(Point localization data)
------------------------

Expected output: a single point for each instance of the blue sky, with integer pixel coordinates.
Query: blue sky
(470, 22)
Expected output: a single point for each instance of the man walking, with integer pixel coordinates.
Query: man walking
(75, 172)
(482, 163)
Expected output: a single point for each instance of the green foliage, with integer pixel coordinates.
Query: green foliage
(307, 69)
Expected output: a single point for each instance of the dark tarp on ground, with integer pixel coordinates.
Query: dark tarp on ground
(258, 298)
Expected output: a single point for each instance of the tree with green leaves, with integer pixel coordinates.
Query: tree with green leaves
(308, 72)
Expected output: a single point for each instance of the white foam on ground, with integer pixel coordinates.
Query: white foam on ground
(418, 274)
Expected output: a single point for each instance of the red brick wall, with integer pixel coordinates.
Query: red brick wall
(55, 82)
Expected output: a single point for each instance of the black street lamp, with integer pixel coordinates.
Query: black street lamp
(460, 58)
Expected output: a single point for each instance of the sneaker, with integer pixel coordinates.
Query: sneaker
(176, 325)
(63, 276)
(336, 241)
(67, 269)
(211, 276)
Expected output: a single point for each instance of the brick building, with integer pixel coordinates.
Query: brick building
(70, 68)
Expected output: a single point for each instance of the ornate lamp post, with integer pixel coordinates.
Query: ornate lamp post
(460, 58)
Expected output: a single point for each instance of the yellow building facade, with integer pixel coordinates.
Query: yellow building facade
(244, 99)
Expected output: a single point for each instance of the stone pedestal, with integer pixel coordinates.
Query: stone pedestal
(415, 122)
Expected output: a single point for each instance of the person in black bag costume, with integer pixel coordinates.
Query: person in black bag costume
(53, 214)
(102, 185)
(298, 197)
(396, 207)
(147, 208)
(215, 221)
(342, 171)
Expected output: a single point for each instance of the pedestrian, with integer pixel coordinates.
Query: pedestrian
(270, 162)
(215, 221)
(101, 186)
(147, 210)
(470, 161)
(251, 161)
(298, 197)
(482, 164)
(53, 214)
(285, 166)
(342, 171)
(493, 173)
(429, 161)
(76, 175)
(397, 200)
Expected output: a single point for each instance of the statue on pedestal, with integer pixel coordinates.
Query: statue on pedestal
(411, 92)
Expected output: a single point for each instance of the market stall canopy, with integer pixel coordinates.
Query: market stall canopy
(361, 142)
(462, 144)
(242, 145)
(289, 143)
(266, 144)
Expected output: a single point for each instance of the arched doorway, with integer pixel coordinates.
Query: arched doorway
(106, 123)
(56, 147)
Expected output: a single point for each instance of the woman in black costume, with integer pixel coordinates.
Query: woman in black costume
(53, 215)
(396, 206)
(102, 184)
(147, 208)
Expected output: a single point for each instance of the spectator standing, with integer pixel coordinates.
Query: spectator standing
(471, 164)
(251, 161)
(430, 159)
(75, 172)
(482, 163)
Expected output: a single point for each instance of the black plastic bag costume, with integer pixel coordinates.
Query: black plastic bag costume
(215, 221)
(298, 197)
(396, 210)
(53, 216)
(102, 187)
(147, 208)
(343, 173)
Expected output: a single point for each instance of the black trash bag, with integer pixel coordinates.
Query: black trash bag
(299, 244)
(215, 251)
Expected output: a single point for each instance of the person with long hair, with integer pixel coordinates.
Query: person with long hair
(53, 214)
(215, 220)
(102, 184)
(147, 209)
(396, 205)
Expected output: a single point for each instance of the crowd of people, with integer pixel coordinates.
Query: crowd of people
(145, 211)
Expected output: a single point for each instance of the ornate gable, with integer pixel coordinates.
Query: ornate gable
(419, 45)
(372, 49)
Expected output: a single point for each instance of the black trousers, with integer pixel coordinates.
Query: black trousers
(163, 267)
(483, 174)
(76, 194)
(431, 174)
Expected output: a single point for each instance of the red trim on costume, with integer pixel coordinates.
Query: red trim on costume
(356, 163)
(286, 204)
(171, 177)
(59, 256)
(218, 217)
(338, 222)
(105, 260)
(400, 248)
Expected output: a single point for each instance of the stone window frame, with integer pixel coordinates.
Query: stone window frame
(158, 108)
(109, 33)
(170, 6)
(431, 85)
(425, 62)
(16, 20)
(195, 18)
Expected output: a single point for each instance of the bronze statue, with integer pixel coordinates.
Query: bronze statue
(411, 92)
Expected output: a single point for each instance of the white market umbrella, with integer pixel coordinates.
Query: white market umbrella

------------------------

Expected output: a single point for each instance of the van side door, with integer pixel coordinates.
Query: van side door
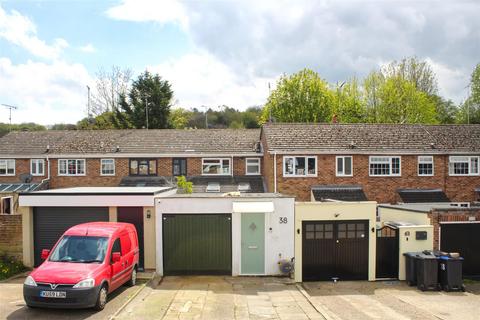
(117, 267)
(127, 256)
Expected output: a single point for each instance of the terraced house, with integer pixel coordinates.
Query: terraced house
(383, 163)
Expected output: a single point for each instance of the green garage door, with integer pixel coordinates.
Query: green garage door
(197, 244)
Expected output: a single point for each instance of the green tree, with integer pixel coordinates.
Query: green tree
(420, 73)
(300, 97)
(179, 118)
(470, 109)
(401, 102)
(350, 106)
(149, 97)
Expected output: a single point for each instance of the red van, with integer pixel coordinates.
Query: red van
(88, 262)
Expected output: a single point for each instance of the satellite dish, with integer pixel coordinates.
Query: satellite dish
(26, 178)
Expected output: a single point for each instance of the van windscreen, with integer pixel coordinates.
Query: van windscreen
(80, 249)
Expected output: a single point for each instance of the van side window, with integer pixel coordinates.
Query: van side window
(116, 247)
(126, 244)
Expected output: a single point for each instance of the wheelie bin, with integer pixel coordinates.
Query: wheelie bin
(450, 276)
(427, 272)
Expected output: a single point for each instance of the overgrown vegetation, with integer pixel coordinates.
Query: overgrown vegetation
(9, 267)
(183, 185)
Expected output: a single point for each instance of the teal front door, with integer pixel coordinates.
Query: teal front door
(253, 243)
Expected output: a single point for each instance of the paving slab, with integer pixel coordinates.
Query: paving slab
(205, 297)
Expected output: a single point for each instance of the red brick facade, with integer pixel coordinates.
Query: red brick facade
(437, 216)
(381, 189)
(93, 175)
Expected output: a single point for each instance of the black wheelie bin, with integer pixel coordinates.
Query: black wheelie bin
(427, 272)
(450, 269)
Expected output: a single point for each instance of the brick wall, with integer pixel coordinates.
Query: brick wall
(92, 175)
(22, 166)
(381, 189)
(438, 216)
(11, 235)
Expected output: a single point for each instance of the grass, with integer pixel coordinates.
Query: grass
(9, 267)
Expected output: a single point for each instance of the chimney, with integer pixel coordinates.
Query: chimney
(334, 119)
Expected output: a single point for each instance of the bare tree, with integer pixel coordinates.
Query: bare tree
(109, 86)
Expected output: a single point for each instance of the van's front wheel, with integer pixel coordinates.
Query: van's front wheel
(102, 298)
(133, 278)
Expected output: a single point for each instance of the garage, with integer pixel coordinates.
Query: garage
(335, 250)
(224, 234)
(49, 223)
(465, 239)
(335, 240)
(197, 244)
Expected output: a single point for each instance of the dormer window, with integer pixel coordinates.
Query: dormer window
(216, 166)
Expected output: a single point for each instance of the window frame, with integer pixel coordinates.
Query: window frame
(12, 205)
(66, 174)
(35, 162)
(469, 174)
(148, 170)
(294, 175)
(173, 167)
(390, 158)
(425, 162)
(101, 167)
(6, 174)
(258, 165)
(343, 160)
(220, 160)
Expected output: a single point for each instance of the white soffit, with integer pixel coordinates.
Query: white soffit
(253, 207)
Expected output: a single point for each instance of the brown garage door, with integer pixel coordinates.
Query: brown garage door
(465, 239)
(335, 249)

------------------------

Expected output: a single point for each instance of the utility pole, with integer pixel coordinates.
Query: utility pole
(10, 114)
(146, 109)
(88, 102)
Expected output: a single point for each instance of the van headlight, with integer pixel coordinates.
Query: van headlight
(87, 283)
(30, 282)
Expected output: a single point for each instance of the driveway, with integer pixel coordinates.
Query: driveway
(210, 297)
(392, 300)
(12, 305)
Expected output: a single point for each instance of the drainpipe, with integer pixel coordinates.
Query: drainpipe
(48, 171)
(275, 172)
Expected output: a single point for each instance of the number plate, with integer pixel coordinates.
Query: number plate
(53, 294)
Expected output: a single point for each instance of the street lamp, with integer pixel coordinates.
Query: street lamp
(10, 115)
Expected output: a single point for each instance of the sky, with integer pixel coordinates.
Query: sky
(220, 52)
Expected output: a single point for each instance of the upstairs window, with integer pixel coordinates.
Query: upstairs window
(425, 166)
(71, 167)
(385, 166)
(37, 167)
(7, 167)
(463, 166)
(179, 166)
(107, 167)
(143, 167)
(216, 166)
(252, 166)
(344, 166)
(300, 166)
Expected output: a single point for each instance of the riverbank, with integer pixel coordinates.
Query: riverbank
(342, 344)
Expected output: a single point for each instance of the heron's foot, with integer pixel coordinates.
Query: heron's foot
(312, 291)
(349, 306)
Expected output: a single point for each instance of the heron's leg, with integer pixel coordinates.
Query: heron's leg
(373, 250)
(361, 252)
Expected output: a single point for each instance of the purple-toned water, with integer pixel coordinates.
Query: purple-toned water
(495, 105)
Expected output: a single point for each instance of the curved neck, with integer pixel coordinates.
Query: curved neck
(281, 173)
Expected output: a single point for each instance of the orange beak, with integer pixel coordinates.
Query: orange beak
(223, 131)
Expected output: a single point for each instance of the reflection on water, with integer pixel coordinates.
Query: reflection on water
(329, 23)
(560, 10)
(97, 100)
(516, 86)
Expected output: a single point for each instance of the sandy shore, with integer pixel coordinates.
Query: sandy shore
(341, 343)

------------------------

TASK PROMPT >> What are the lines, exactly as written above, from the line with "trousers, with integer pixel coordinates." to the line with "Query: white market umbrella", both included? Output only those.

SOLUTION >>
Expected output: a single point for each instance of the black trousers, with integer pixel coordinates.
Query: black trousers
(163, 267)
(483, 174)
(76, 194)
(431, 174)
Expected output: a single point for each instance of the red trim on costume, with integer pixel coordinates.
Query: red trim on costume
(356, 163)
(286, 204)
(171, 177)
(59, 256)
(218, 217)
(338, 222)
(105, 260)
(400, 248)
Expected output: a single point for each instance of the stone window frame, with integer pixel coordinates.
Query: stone window frame
(158, 108)
(109, 33)
(170, 6)
(431, 85)
(425, 62)
(16, 20)
(195, 18)
Expected output: a single point for each instance of the bronze statue, with integer pixel coordinates.
Query: bronze statue
(411, 92)
Expected output: a single point for each instance of the white market umbrella, with integer pixel coordinates.
Query: white market umbrella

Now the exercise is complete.